### EXCERPTED PASSAGE
-----
Takes Two to TANGO

With insurers moving as fast as they can to stay competitive, alignment between the IT department and the business units remains an imperative at the top of most companies' dance cards. Implementing the right choreography of technology and business strategy enables successful enterprise performance and a sense of teamwork that eliminates project missteps.

Is there anything more fulfilling (and difficult to do) than creating a lasting partnership? Such relationships have been complicated–while the IT department has moved to the grown-ups' table, business units have been slow to recognize the full value IT can bring to their own business strategy and performance. “Instead of the age-old practice of having a business strategy and then having IT map itself to the business strategy, the fact people are valuing the need for alignment is a reflection of the fact things have changed and a partnership is expected,” says Piyush Singh, CIO of RLI Corp. “The traditional way of having a clearly defined business strategy before you did an IT strategy is no longer viable due to the pace of change in today's world. Both sides need to work more in tandem. Once that is agreed upon, then you start getting into what is the best way to achieve alignment.”

The difficulty Craig Symons, a principal analyst with Forrester, sees in aligning IT strategy and business strategy is both are moving targets. “In fact, as time has evolved, those targets keep moving faster and faster,” says Symons. “Technology is changing more rapidly as are the demands on business. What is required is a tightly integrated process in order to be successful, and a lot of companies just don't have that yet because their IT people and their business people still are talking in different languages.”

Some see an alignment between the two sides as a work in progress. After surveying insurance carriers for TowerGroup's 2005 executive survey, director Cynthia Saccocia reports the top five areas where the insurance industry expects to focus its efforts for the remainder of this year and next involve the disconnect between IT and the business side. “We believe many of the most pressing issues insurance companies face today are rooted firmly in the ongoing disconnect between business and IT,” says Saccocia. She lists those five areas of concern as:

o Introducing innovation to reduce business complexity.

o Showing business leaders how to innovate with technology.

o Instilling a business discipline and focus in IT.

o Upgrading the infrastructure.

o Persuading business to participate in technology investment decisions.

Centralized or Distributed?
-----
### INPUT
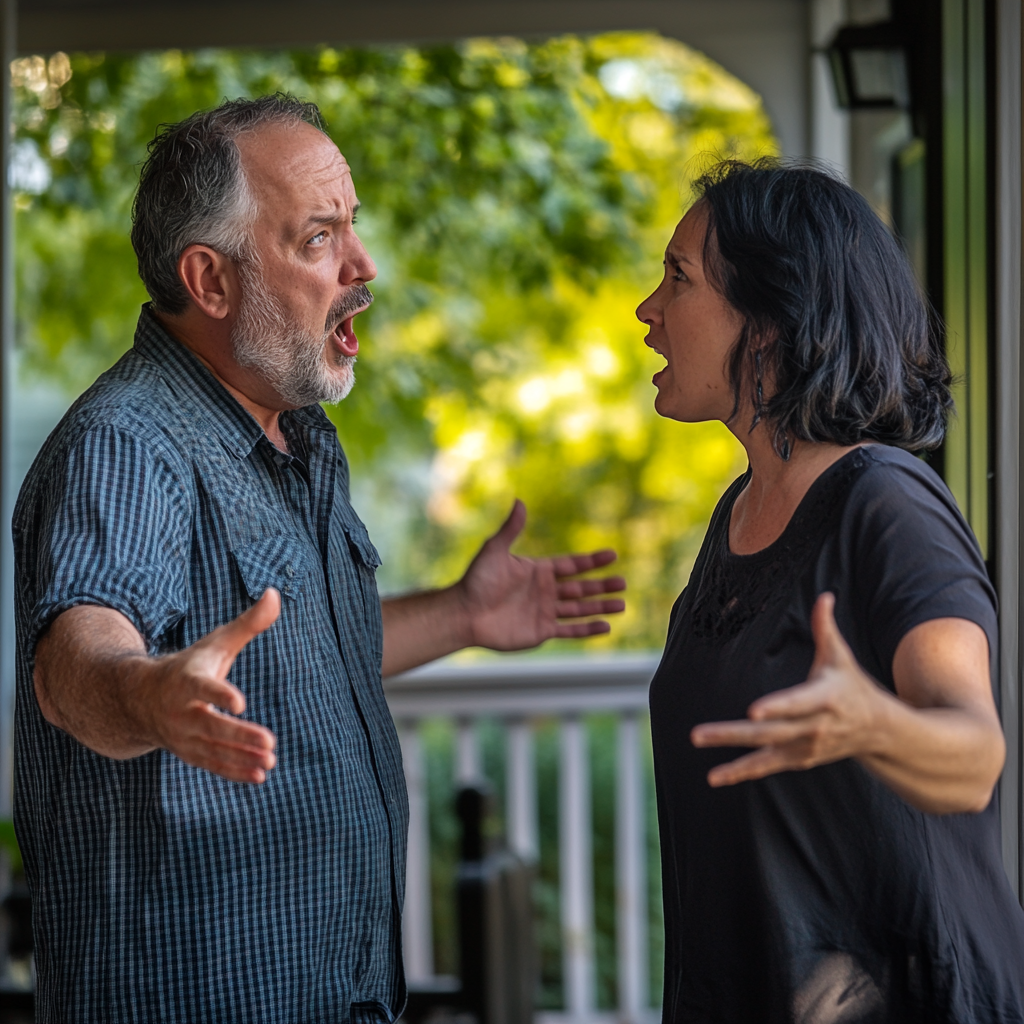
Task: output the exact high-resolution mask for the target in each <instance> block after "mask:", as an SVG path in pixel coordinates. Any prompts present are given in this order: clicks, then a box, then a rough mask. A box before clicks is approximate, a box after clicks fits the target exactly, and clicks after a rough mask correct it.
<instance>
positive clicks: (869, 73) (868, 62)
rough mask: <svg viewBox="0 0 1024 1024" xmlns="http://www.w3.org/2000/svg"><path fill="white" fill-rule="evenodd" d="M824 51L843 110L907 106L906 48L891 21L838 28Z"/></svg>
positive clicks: (905, 107) (906, 68)
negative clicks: (831, 40) (824, 51)
mask: <svg viewBox="0 0 1024 1024" xmlns="http://www.w3.org/2000/svg"><path fill="white" fill-rule="evenodd" d="M825 52H826V53H827V55H828V62H829V65H830V66H831V72H833V80H834V81H835V83H836V98H837V101H838V102H839V105H840V106H842V108H843V109H844V110H847V111H862V110H904V111H905V110H907V109H909V105H910V90H909V87H908V82H907V68H906V49H905V47H904V45H903V40H902V38H901V35H900V32H899V29H898V27H897V26H896V25H895V24H894V23H892V22H879V23H877V24H874V25H850V26H847V27H846V28H843V29H840V30H839V32H838V33H837V34H836V38H835V39H834V40H833V41H831V43H830V44H829V46H828V48H827V50H826V51H825Z"/></svg>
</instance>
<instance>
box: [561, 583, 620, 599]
mask: <svg viewBox="0 0 1024 1024" xmlns="http://www.w3.org/2000/svg"><path fill="white" fill-rule="evenodd" d="M623 590H626V581H625V580H624V579H623V578H622V577H603V578H602V579H600V580H570V581H568V582H566V583H560V584H559V585H558V598H559V600H562V601H568V600H572V599H573V598H580V597H593V596H594V595H595V594H616V593H618V592H620V591H623Z"/></svg>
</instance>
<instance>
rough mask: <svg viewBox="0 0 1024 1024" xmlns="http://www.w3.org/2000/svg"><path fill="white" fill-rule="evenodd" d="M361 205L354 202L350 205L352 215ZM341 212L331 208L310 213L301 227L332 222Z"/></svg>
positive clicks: (334, 219)
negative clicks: (322, 211)
mask: <svg viewBox="0 0 1024 1024" xmlns="http://www.w3.org/2000/svg"><path fill="white" fill-rule="evenodd" d="M360 206H362V204H361V203H356V204H355V206H353V207H352V216H353V217H354V216H355V215H356V214H357V213H358V212H359V207H360ZM342 216H343V213H342V212H341V211H339V210H332V211H331V212H330V213H328V212H324V213H312V214H310V215H309V216H308V217H306V220H305V223H304V224H303V227H305V226H307V225H309V224H333V223H334V222H335V221H336V220H340V219H341V218H342Z"/></svg>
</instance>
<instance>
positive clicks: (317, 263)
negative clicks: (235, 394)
mask: <svg viewBox="0 0 1024 1024" xmlns="http://www.w3.org/2000/svg"><path fill="white" fill-rule="evenodd" d="M238 145H239V151H240V154H241V157H242V166H243V169H244V171H245V173H246V176H247V179H248V181H249V185H250V187H251V188H252V189H253V193H254V194H255V198H256V203H257V207H258V210H259V213H258V216H257V219H256V223H255V224H254V225H253V228H252V234H251V251H252V259H250V260H246V261H244V262H243V265H241V266H240V267H239V275H240V279H241V283H242V289H243V294H242V301H241V305H240V308H239V309H238V311H237V314H236V319H234V324H233V325H232V331H231V340H232V344H233V350H234V357H236V359H237V361H238V362H239V365H240V366H243V367H246V368H248V369H251V370H254V371H256V372H257V373H258V374H259V376H260V377H262V378H263V379H264V380H265V381H266V383H268V384H270V385H271V386H272V387H273V388H274V390H275V391H276V392H278V393H279V394H280V395H281V397H282V399H283V400H284V402H285V403H286V404H287V406H290V407H300V406H307V404H311V403H313V402H316V401H340V400H341V399H342V398H343V397H344V396H345V395H346V394H347V393H348V391H349V390H350V388H351V386H352V383H353V381H354V377H353V374H352V364H353V362H354V361H355V353H356V352H357V351H358V348H359V343H358V339H357V338H356V336H355V331H354V330H353V327H352V322H353V319H354V318H355V315H356V314H357V313H359V312H361V311H362V310H365V309H366V308H367V307H368V306H369V305H370V303H371V302H372V301H373V296H372V295H371V294H370V291H369V289H368V288H367V287H366V283H367V282H368V281H373V279H374V278H375V276H376V274H377V268H376V266H374V262H373V260H372V259H371V258H370V256H369V255H368V254H367V251H366V249H364V247H362V243H361V242H360V241H359V239H358V237H357V236H356V233H355V230H354V228H353V226H352V225H353V220H354V215H355V211H356V209H357V208H358V201H357V200H356V198H355V189H354V187H353V185H352V178H351V174H350V173H349V170H348V165H347V164H346V163H345V159H344V157H342V155H341V154H340V153H339V152H338V148H337V146H336V145H335V144H334V143H333V142H332V141H331V140H330V139H329V138H327V137H326V136H325V135H324V134H322V133H321V132H318V131H317V130H316V129H315V128H313V127H312V126H310V125H305V124H299V125H288V126H279V125H274V126H271V127H267V128H263V129H260V130H259V131H256V132H251V133H247V134H244V135H242V136H240V137H239V139H238Z"/></svg>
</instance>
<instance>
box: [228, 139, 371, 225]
mask: <svg viewBox="0 0 1024 1024" xmlns="http://www.w3.org/2000/svg"><path fill="white" fill-rule="evenodd" d="M238 146H239V154H240V156H241V157H242V166H243V168H244V170H245V173H246V179H247V180H248V182H249V184H250V187H252V189H253V191H254V193H255V194H256V197H257V200H258V201H259V204H260V212H261V214H267V213H270V214H272V213H273V212H274V211H275V210H280V212H281V213H282V214H285V213H286V212H291V213H292V214H294V213H296V212H297V210H298V208H304V207H306V206H309V205H311V204H312V205H321V206H322V205H324V204H325V203H336V202H341V203H343V205H345V206H350V205H352V204H354V202H355V194H354V189H353V188H352V181H351V172H350V171H349V167H348V163H347V161H346V160H345V158H344V157H343V156H342V155H341V152H340V151H339V150H338V147H337V146H336V145H335V144H334V142H332V141H331V139H330V138H328V137H327V135H325V134H324V133H323V132H321V131H317V129H315V128H313V126H312V125H307V124H301V123H300V124H294V125H292V124H290V125H269V126H267V127H265V128H261V129H259V130H257V131H252V132H246V133H244V134H242V135H240V136H239V138H238Z"/></svg>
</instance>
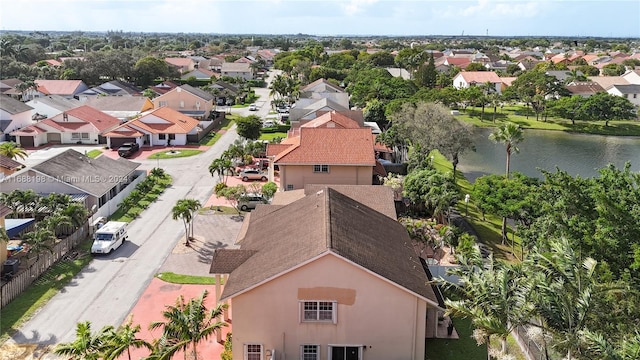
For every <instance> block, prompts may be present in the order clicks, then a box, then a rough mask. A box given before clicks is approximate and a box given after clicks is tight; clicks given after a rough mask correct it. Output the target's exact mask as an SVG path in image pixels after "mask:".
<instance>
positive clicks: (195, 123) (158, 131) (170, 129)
mask: <svg viewBox="0 0 640 360" xmlns="http://www.w3.org/2000/svg"><path fill="white" fill-rule="evenodd" d="M198 124H199V121H198V120H196V119H194V118H192V117H191V116H187V115H185V114H182V113H180V112H178V111H176V110H173V109H171V108H169V107H161V108H158V109H155V110H153V111H151V112H149V113H146V114H144V115H142V116H140V117H138V118H136V119H133V120H130V121H128V122H126V123H124V124H122V125H120V126H118V127H116V128H115V129H113V130H111V131H109V132H107V133H105V134H104V136H105V137H106V138H107V141H106V142H107V146H109V147H110V148H117V147H119V146H120V145H122V144H123V143H125V142H136V143H138V145H140V146H169V145H186V144H187V142H188V136H189V135H197V134H198V132H200V131H201V130H202V129H201V128H200V127H198Z"/></svg>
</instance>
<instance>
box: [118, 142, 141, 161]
mask: <svg viewBox="0 0 640 360" xmlns="http://www.w3.org/2000/svg"><path fill="white" fill-rule="evenodd" d="M138 150H140V145H138V144H137V143H124V144H122V145H120V147H119V148H118V155H120V156H121V157H125V158H126V157H129V156H131V155H133V154H135V153H136V152H137V151H138Z"/></svg>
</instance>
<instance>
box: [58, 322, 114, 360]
mask: <svg viewBox="0 0 640 360" xmlns="http://www.w3.org/2000/svg"><path fill="white" fill-rule="evenodd" d="M101 346H102V339H101V336H100V335H93V334H92V333H91V322H89V321H85V322H80V323H77V324H76V338H75V340H74V341H72V342H70V343H63V344H58V345H57V346H56V347H55V349H54V350H53V352H54V353H55V354H56V355H63V356H66V357H68V359H69V360H98V359H100V358H101V357H102V356H101V354H100V348H101Z"/></svg>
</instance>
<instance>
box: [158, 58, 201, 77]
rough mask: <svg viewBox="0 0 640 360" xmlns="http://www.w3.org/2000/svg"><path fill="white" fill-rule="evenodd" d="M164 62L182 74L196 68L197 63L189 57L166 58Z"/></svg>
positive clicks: (190, 70)
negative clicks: (172, 66) (166, 63)
mask: <svg viewBox="0 0 640 360" xmlns="http://www.w3.org/2000/svg"><path fill="white" fill-rule="evenodd" d="M164 61H165V62H166V63H168V64H169V65H172V66H173V67H175V68H176V70H178V72H179V73H180V74H186V73H188V72H190V71H193V69H195V68H196V62H195V61H194V60H193V59H191V58H189V57H175V58H165V59H164Z"/></svg>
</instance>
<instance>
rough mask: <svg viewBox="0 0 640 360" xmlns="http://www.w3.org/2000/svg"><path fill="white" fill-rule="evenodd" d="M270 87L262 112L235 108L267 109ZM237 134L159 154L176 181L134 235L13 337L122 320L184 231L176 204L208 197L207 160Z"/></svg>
mask: <svg viewBox="0 0 640 360" xmlns="http://www.w3.org/2000/svg"><path fill="white" fill-rule="evenodd" d="M268 92H269V89H267V88H261V89H256V93H257V94H258V95H261V99H260V100H259V101H257V102H256V103H257V104H258V106H259V110H258V111H257V112H249V111H248V109H247V108H242V109H232V111H233V112H234V113H239V114H241V115H249V114H250V113H253V114H256V115H260V116H264V115H266V114H267V113H268V112H269V100H268V99H269V96H268ZM236 138H237V133H236V131H235V126H234V127H233V128H232V129H230V130H229V131H227V132H226V133H225V134H224V135H223V136H222V137H221V138H220V139H219V140H218V141H217V142H216V144H215V145H214V146H212V147H211V148H209V149H208V150H207V151H206V152H204V153H202V154H199V155H197V156H193V157H186V158H176V159H164V160H160V161H159V164H160V167H162V168H163V169H165V170H166V171H167V172H168V173H169V174H170V175H171V176H172V177H173V184H172V186H171V187H169V188H167V189H166V191H165V192H164V193H163V194H162V196H161V197H160V198H159V199H158V201H156V202H154V203H153V204H152V205H151V206H150V207H149V208H148V209H147V210H145V211H144V212H143V213H142V214H141V216H140V217H139V218H138V219H136V220H135V221H133V222H132V223H131V224H130V225H129V227H128V234H129V241H128V242H126V243H125V244H124V245H123V246H122V247H121V248H120V249H118V251H116V252H114V253H113V254H112V255H108V256H101V257H96V258H95V259H94V260H93V261H92V262H91V263H90V264H89V265H88V266H87V267H86V268H85V269H84V270H83V271H82V272H80V273H79V274H78V275H77V276H76V277H75V278H74V280H73V281H72V282H71V283H70V284H68V285H67V286H66V287H65V288H63V289H62V290H61V291H60V292H59V293H58V294H57V295H56V296H54V297H53V298H52V299H51V300H50V301H49V302H48V303H47V304H46V305H45V306H44V307H43V308H42V309H41V310H40V311H39V312H38V313H37V314H36V315H35V316H34V317H33V318H32V319H31V320H30V321H28V322H27V323H25V324H24V326H23V327H22V328H21V329H20V331H19V332H18V333H16V334H15V335H14V336H13V340H14V341H15V342H17V343H23V344H26V343H32V344H55V343H60V342H69V341H71V340H73V339H74V336H75V327H76V323H78V322H83V321H90V322H91V326H92V328H93V329H100V328H101V327H103V326H104V325H114V326H118V325H119V324H121V323H122V322H123V321H124V320H125V317H126V316H127V314H128V313H129V312H130V311H131V309H132V308H133V306H134V305H135V303H136V302H137V301H138V298H139V297H140V295H141V294H142V293H143V292H144V290H145V289H146V287H147V286H148V284H149V283H150V281H151V279H152V278H153V276H154V275H155V274H156V273H157V272H158V270H159V269H160V267H161V266H162V264H163V263H164V261H165V260H166V258H167V257H168V255H169V254H170V253H171V251H172V249H173V248H174V246H175V244H176V242H177V241H179V240H180V238H181V237H183V235H184V227H183V224H182V222H180V221H176V220H173V219H172V218H171V208H172V207H173V206H174V205H175V203H176V201H177V200H179V199H182V198H194V199H197V200H199V201H200V202H201V203H202V204H204V203H206V202H207V200H208V199H209V197H210V196H211V194H212V191H213V187H214V186H215V183H216V181H217V178H214V177H212V176H211V174H210V173H209V172H208V166H209V164H210V163H211V161H212V160H213V159H214V158H216V157H218V156H220V154H221V153H222V152H223V151H224V150H226V149H227V147H228V146H229V145H230V144H231V143H233V141H234V140H235V139H236ZM140 162H141V163H142V166H141V167H140V168H141V169H151V168H153V167H156V166H157V164H158V161H157V160H142V161H140Z"/></svg>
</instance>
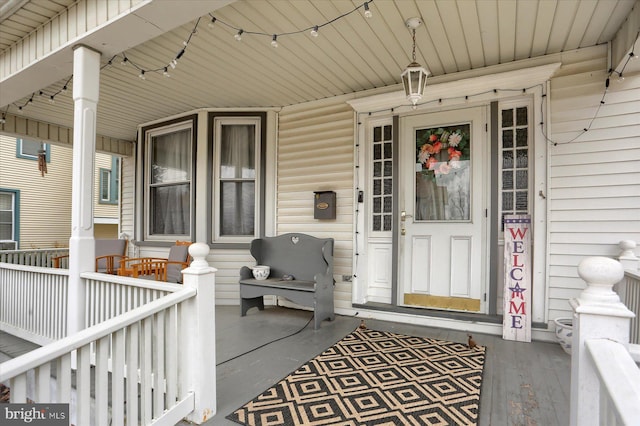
-----
### REQUIRED ACTION 1
In the article on IT and business alignment, swap "disconnect" for "gap" throughout the part that opens with the words containing "Some see an" and closes with "innovate with technology.", and write out that part.
### REQUIRED ACTION 2
Copy the entries word for word, from their start through the line containing "positive clicks: (905, 107) (906, 68)", without the pictures.
The article and the entries have no connection to each other.

### FINAL ANSWER 1
Some see an alignment between the two sides as a work in progress. After surveying insurance carriers for TowerGroup's 2005 executive survey, director Cynthia Saccocia reports the top five areas where the insurance industry expects to focus its efforts for the remainder of this year and next involve the gap between IT and the business side. “We believe many of the most pressing issues insurance companies face today are rooted firmly in the ongoing gap between business and IT,” says Saccocia. She lists those five areas of concern as:

o Introducing innovation to reduce business complexity.

o Showing business leaders how to innovate with technology.

### FINAL ANSWER 2
Task: output the exact high-resolution mask for the target in each <instance> block after "mask:", as an SVG path in pixel coordinates. Any prompts present are given in this order: clicks, then a box, then a rough mask. A box before clicks is approximate, a box after clicks fits the target exactly, and clicks after a rough mask correct it.
<instance>
positive clicks: (869, 73) (868, 62)
rough mask: <svg viewBox="0 0 1024 1024" xmlns="http://www.w3.org/2000/svg"><path fill="white" fill-rule="evenodd" d="M824 51L843 110L907 106L906 48L891 21L838 28Z"/></svg>
positive clicks: (905, 107) (906, 68)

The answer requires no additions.